:: TASK TO CARRY OUT ::
Identify every line of the listing below that contains the string "field", and copy each such line. Matching is case-sensitive.

[Rows from a pointing dataset]

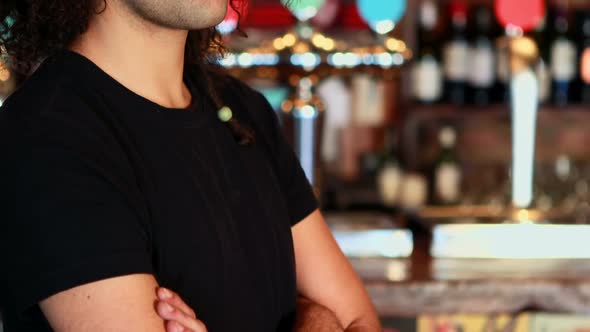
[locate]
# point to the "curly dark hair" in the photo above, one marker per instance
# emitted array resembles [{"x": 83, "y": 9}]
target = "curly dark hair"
[{"x": 31, "y": 30}]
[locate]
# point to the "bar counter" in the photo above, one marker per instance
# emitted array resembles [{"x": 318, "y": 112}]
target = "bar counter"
[{"x": 423, "y": 285}]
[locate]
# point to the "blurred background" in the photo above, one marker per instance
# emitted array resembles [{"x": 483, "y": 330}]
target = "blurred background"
[{"x": 448, "y": 144}]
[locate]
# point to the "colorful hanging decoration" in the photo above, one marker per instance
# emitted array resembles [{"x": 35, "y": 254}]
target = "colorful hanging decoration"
[
  {"x": 327, "y": 15},
  {"x": 382, "y": 15},
  {"x": 525, "y": 15},
  {"x": 304, "y": 10}
]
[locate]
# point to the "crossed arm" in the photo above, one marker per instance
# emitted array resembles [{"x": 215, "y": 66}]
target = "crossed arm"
[{"x": 131, "y": 303}]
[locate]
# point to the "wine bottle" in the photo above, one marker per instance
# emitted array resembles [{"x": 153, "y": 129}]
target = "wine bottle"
[
  {"x": 482, "y": 74},
  {"x": 563, "y": 57},
  {"x": 542, "y": 69},
  {"x": 390, "y": 174},
  {"x": 447, "y": 172},
  {"x": 456, "y": 54},
  {"x": 585, "y": 57},
  {"x": 427, "y": 70}
]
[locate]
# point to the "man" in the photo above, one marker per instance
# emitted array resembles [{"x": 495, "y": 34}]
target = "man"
[{"x": 130, "y": 164}]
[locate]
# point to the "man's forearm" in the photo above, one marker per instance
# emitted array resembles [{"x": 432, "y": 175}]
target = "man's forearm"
[
  {"x": 313, "y": 317},
  {"x": 367, "y": 325}
]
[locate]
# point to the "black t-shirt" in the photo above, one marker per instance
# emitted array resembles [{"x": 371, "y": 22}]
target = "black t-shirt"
[{"x": 98, "y": 182}]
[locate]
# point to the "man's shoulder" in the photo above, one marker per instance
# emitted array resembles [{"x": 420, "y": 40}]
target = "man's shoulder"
[{"x": 44, "y": 92}]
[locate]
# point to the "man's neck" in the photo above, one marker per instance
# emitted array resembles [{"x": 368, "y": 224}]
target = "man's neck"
[{"x": 145, "y": 58}]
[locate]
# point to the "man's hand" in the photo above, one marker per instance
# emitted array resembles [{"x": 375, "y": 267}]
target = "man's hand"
[
  {"x": 178, "y": 315},
  {"x": 313, "y": 317}
]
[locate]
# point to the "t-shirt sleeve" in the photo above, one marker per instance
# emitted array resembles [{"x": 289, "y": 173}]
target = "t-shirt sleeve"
[
  {"x": 73, "y": 223},
  {"x": 298, "y": 192}
]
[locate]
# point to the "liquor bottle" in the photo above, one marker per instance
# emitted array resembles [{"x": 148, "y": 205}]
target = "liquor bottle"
[
  {"x": 456, "y": 54},
  {"x": 447, "y": 171},
  {"x": 427, "y": 71},
  {"x": 542, "y": 69},
  {"x": 563, "y": 57},
  {"x": 585, "y": 57},
  {"x": 482, "y": 74},
  {"x": 390, "y": 174}
]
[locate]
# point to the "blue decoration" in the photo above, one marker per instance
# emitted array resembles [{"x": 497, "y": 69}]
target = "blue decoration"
[{"x": 382, "y": 15}]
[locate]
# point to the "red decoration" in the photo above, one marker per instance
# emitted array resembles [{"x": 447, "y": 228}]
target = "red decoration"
[
  {"x": 526, "y": 14},
  {"x": 273, "y": 15}
]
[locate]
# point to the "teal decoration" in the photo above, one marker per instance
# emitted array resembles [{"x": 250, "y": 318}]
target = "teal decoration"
[
  {"x": 382, "y": 15},
  {"x": 225, "y": 114},
  {"x": 304, "y": 10}
]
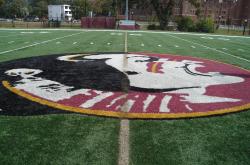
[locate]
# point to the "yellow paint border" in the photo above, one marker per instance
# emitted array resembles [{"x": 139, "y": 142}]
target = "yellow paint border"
[{"x": 128, "y": 115}]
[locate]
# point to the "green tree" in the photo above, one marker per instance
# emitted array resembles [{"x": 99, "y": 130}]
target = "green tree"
[
  {"x": 40, "y": 9},
  {"x": 1, "y": 3},
  {"x": 79, "y": 8},
  {"x": 18, "y": 8},
  {"x": 103, "y": 7}
]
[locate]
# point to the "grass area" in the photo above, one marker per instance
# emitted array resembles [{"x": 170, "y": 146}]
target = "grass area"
[
  {"x": 230, "y": 32},
  {"x": 58, "y": 139},
  {"x": 79, "y": 139}
]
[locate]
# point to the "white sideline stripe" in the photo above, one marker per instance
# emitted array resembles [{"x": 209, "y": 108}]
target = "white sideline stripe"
[
  {"x": 124, "y": 143},
  {"x": 123, "y": 158},
  {"x": 12, "y": 35},
  {"x": 211, "y": 48},
  {"x": 139, "y": 31},
  {"x": 39, "y": 43}
]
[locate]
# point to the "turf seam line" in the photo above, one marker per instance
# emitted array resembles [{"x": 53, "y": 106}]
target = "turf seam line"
[
  {"x": 209, "y": 48},
  {"x": 39, "y": 43},
  {"x": 138, "y": 31}
]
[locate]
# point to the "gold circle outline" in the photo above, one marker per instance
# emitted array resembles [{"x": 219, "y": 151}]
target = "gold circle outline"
[{"x": 7, "y": 85}]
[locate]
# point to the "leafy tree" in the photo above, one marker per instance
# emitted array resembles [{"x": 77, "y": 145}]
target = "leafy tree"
[
  {"x": 18, "y": 8},
  {"x": 1, "y": 3},
  {"x": 103, "y": 7},
  {"x": 79, "y": 8},
  {"x": 40, "y": 9}
]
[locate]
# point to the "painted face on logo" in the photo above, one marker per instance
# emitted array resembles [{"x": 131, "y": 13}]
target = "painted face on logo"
[
  {"x": 153, "y": 74},
  {"x": 158, "y": 84}
]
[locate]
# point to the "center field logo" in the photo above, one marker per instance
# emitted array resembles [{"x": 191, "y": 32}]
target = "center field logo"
[{"x": 134, "y": 85}]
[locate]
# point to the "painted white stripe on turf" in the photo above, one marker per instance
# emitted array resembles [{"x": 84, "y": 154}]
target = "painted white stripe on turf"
[
  {"x": 39, "y": 43},
  {"x": 123, "y": 158},
  {"x": 209, "y": 48},
  {"x": 139, "y": 31},
  {"x": 124, "y": 143}
]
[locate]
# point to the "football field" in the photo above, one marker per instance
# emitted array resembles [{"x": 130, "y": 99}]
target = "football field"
[{"x": 72, "y": 138}]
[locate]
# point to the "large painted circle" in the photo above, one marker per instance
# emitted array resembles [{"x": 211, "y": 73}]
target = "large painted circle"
[{"x": 133, "y": 85}]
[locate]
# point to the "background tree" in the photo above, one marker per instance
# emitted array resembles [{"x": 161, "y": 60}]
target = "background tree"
[
  {"x": 79, "y": 8},
  {"x": 103, "y": 7},
  {"x": 1, "y": 3},
  {"x": 18, "y": 8}
]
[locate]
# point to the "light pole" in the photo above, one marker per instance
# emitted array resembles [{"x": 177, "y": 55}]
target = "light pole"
[
  {"x": 245, "y": 24},
  {"x": 205, "y": 14},
  {"x": 126, "y": 12},
  {"x": 229, "y": 16}
]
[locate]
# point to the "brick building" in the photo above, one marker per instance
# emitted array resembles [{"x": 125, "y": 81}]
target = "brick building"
[{"x": 221, "y": 11}]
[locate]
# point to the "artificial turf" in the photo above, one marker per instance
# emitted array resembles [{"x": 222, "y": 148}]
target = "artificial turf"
[{"x": 79, "y": 139}]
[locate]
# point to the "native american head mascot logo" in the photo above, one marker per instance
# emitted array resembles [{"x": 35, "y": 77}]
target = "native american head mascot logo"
[{"x": 156, "y": 85}]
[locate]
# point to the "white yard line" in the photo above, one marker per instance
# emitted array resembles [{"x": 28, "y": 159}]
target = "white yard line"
[
  {"x": 124, "y": 143},
  {"x": 12, "y": 35},
  {"x": 209, "y": 48},
  {"x": 38, "y": 43},
  {"x": 123, "y": 158}
]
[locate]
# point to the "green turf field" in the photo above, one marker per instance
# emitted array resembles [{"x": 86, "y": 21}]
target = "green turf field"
[{"x": 79, "y": 139}]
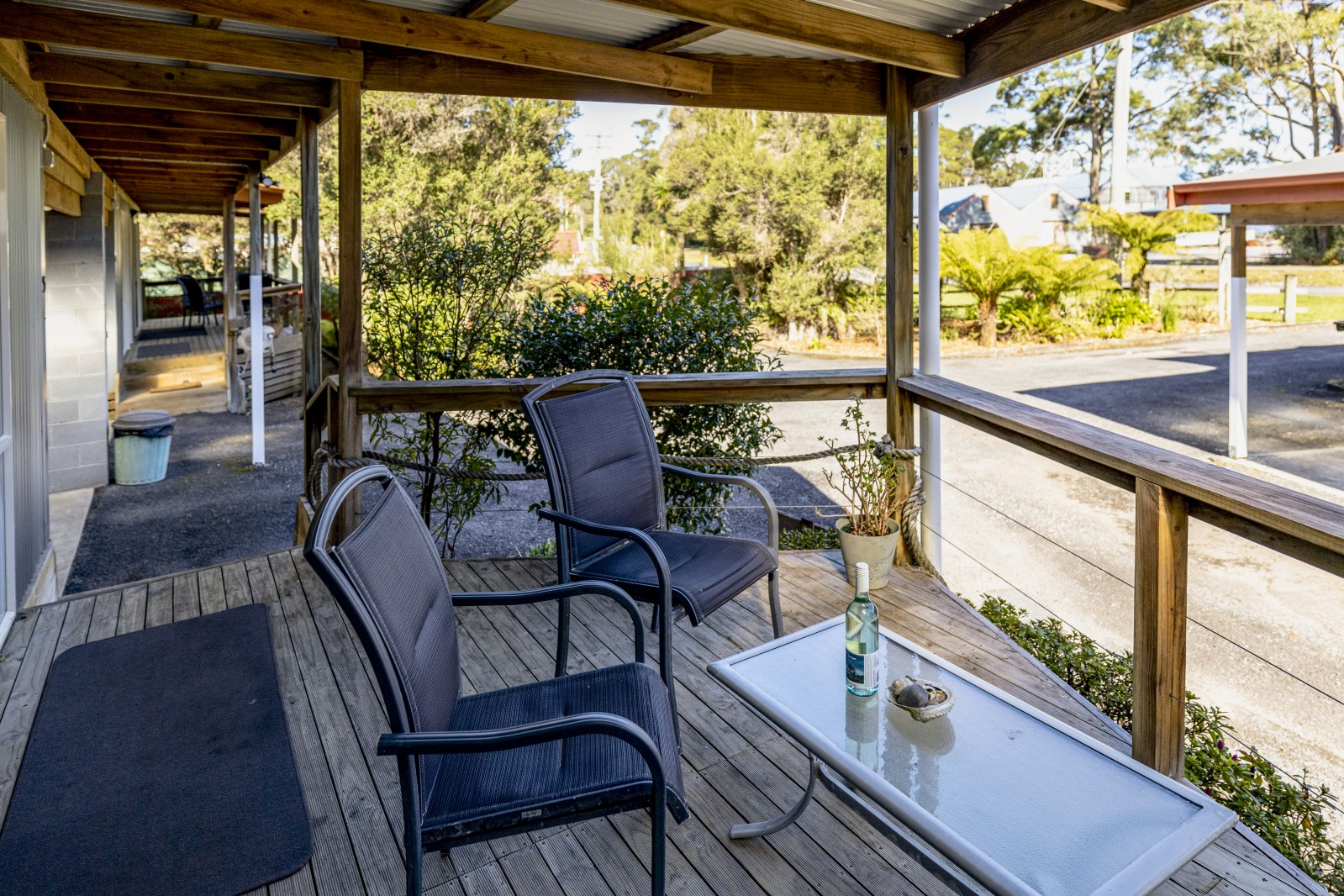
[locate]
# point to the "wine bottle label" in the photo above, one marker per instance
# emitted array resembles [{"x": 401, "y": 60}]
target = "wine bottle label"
[{"x": 861, "y": 669}]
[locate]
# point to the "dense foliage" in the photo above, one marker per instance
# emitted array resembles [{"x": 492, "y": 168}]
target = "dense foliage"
[
  {"x": 1289, "y": 812},
  {"x": 650, "y": 327},
  {"x": 439, "y": 296}
]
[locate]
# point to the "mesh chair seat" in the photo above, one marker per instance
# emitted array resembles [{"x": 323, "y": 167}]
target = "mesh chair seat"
[
  {"x": 476, "y": 793},
  {"x": 707, "y": 570}
]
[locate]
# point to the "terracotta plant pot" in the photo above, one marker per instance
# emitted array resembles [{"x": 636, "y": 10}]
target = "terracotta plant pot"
[{"x": 878, "y": 551}]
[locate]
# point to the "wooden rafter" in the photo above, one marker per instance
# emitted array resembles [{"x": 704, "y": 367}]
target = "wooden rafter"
[
  {"x": 435, "y": 33},
  {"x": 486, "y": 9},
  {"x": 740, "y": 82},
  {"x": 129, "y": 150},
  {"x": 823, "y": 27},
  {"x": 181, "y": 81},
  {"x": 94, "y": 31},
  {"x": 117, "y": 116},
  {"x": 174, "y": 137},
  {"x": 1032, "y": 33},
  {"x": 168, "y": 103},
  {"x": 677, "y": 36}
]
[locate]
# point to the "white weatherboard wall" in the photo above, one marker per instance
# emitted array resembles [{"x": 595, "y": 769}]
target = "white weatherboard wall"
[{"x": 76, "y": 343}]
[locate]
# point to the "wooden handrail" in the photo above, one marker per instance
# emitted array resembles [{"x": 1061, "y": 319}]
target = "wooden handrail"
[
  {"x": 1288, "y": 521},
  {"x": 378, "y": 397}
]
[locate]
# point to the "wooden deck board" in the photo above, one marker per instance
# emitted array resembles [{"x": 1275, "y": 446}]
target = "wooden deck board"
[{"x": 737, "y": 766}]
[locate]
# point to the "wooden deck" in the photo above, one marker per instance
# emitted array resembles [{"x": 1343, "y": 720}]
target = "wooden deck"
[{"x": 735, "y": 765}]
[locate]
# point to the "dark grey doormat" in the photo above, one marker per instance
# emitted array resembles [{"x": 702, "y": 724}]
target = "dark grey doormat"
[
  {"x": 163, "y": 350},
  {"x": 170, "y": 332},
  {"x": 159, "y": 763}
]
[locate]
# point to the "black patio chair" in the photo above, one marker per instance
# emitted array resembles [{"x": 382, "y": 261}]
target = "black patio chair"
[
  {"x": 507, "y": 762},
  {"x": 195, "y": 303},
  {"x": 610, "y": 521}
]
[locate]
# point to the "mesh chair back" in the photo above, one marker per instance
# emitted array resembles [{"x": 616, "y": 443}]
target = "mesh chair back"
[
  {"x": 601, "y": 458},
  {"x": 194, "y": 298},
  {"x": 397, "y": 574}
]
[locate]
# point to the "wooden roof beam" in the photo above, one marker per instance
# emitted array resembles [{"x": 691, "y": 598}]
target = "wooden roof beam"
[
  {"x": 168, "y": 103},
  {"x": 177, "y": 81},
  {"x": 1032, "y": 33},
  {"x": 677, "y": 36},
  {"x": 435, "y": 33},
  {"x": 96, "y": 31},
  {"x": 114, "y": 116},
  {"x": 174, "y": 137},
  {"x": 823, "y": 27},
  {"x": 740, "y": 82}
]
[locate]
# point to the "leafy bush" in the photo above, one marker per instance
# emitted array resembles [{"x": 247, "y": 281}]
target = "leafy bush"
[
  {"x": 1287, "y": 810},
  {"x": 650, "y": 327},
  {"x": 1032, "y": 320},
  {"x": 439, "y": 292},
  {"x": 1171, "y": 317},
  {"x": 1115, "y": 314},
  {"x": 814, "y": 538}
]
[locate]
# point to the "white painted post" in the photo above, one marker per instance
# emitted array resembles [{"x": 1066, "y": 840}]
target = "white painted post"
[
  {"x": 1238, "y": 404},
  {"x": 258, "y": 343},
  {"x": 930, "y": 330},
  {"x": 1225, "y": 273}
]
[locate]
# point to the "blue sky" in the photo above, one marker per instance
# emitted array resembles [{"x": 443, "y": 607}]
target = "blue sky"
[{"x": 612, "y": 124}]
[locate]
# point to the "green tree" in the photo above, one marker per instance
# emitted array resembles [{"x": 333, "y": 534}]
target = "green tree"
[
  {"x": 984, "y": 265},
  {"x": 439, "y": 293},
  {"x": 792, "y": 202},
  {"x": 1146, "y": 234}
]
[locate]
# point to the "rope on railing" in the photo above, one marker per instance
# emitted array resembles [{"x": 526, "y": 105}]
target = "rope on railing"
[{"x": 325, "y": 454}]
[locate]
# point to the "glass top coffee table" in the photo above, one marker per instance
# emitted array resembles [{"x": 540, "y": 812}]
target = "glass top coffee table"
[{"x": 1004, "y": 795}]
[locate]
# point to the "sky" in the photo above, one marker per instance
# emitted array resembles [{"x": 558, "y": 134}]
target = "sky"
[{"x": 606, "y": 129}]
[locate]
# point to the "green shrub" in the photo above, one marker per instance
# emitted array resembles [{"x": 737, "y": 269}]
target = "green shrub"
[
  {"x": 814, "y": 538},
  {"x": 1032, "y": 320},
  {"x": 1171, "y": 316},
  {"x": 650, "y": 327},
  {"x": 1287, "y": 810},
  {"x": 439, "y": 291},
  {"x": 1115, "y": 314}
]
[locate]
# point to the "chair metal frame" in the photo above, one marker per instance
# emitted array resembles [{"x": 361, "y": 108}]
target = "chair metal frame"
[
  {"x": 563, "y": 520},
  {"x": 408, "y": 746}
]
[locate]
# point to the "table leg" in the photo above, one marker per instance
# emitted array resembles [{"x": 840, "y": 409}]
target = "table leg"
[{"x": 774, "y": 825}]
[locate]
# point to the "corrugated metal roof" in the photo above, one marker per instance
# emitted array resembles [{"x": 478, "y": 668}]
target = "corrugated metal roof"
[
  {"x": 738, "y": 43},
  {"x": 938, "y": 16},
  {"x": 586, "y": 19}
]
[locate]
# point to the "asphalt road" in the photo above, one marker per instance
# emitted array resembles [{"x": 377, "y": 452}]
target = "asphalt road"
[{"x": 1054, "y": 540}]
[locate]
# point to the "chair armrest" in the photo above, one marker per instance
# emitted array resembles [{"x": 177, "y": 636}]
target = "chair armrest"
[
  {"x": 554, "y": 593},
  {"x": 535, "y": 732},
  {"x": 742, "y": 481}
]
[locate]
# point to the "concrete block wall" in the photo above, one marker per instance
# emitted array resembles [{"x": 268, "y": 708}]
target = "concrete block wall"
[{"x": 76, "y": 344}]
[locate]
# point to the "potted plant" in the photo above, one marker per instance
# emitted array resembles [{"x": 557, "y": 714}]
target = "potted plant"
[{"x": 872, "y": 492}]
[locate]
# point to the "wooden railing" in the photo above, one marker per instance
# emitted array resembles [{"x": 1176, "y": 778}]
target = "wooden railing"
[{"x": 1169, "y": 488}]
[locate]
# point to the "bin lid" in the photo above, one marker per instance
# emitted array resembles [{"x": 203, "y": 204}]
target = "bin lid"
[{"x": 144, "y": 424}]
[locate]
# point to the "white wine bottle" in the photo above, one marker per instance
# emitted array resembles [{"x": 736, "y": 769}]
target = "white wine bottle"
[{"x": 861, "y": 638}]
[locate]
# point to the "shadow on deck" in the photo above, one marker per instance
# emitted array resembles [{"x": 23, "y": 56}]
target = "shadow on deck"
[{"x": 735, "y": 765}]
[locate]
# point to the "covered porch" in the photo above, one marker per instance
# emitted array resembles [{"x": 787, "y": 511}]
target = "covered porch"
[{"x": 737, "y": 766}]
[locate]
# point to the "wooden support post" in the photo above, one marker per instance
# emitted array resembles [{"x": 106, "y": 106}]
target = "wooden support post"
[
  {"x": 231, "y": 309},
  {"x": 901, "y": 285},
  {"x": 256, "y": 319},
  {"x": 350, "y": 435},
  {"x": 1159, "y": 711},
  {"x": 312, "y": 276},
  {"x": 1238, "y": 399}
]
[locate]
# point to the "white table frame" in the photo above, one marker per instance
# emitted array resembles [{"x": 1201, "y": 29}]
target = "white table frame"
[{"x": 937, "y": 846}]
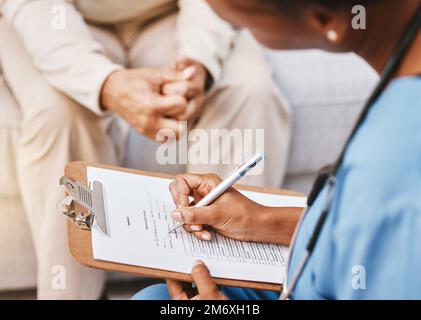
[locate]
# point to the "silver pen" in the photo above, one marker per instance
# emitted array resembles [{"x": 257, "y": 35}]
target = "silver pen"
[{"x": 227, "y": 183}]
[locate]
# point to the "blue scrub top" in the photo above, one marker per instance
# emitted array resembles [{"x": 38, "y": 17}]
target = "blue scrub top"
[{"x": 370, "y": 245}]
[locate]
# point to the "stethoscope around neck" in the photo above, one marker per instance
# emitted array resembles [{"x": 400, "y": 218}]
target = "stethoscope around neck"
[{"x": 327, "y": 176}]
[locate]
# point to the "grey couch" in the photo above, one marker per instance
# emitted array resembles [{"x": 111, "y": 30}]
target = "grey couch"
[{"x": 326, "y": 92}]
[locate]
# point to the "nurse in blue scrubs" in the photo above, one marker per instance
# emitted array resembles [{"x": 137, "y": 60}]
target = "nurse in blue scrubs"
[{"x": 361, "y": 236}]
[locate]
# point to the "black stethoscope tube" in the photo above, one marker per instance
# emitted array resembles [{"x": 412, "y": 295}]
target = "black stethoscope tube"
[{"x": 330, "y": 178}]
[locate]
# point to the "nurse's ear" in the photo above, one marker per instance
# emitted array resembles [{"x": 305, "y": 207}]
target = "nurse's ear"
[{"x": 330, "y": 26}]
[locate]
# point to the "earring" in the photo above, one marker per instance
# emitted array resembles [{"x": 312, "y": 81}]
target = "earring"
[{"x": 332, "y": 36}]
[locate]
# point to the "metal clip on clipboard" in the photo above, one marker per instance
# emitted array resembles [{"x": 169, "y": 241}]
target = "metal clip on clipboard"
[{"x": 90, "y": 199}]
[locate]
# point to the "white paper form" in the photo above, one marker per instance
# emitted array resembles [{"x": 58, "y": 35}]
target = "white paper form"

:: THE RESPONSE ::
# point to the "center field logo" in the photo above, one marker per instance
target = "center field logo"
# point to the "football field" in the photo above, one marker per instance
target = "football field"
# point to the "green turf field" in the photo above, one marker per instance
target = "green turf field"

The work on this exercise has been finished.